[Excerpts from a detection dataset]
┏━━

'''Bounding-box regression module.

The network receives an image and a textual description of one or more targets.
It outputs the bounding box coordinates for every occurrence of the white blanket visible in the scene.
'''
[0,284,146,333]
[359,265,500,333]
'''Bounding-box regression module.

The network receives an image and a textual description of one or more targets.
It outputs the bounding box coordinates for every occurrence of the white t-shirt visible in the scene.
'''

┗━━

* _What is expected_: Copy out all of the data above, including the requests, and add 107 to every bounding box coordinate in the answers.

* _Worked solution_:
'''Bounding-box regression module.

The network receives an image and a textual description of one or more targets.
It outputs the bounding box coordinates for every occurrence of the white blanket visible in the scene.
'''
[107,391,253,440]
[466,372,607,440]
'''Bounding-box regression module.

The network receives an image and a textual description of one or more targets.
It outputs the bounding box coordinates for every occurrence of the white t-shirt visible in the scene.
'''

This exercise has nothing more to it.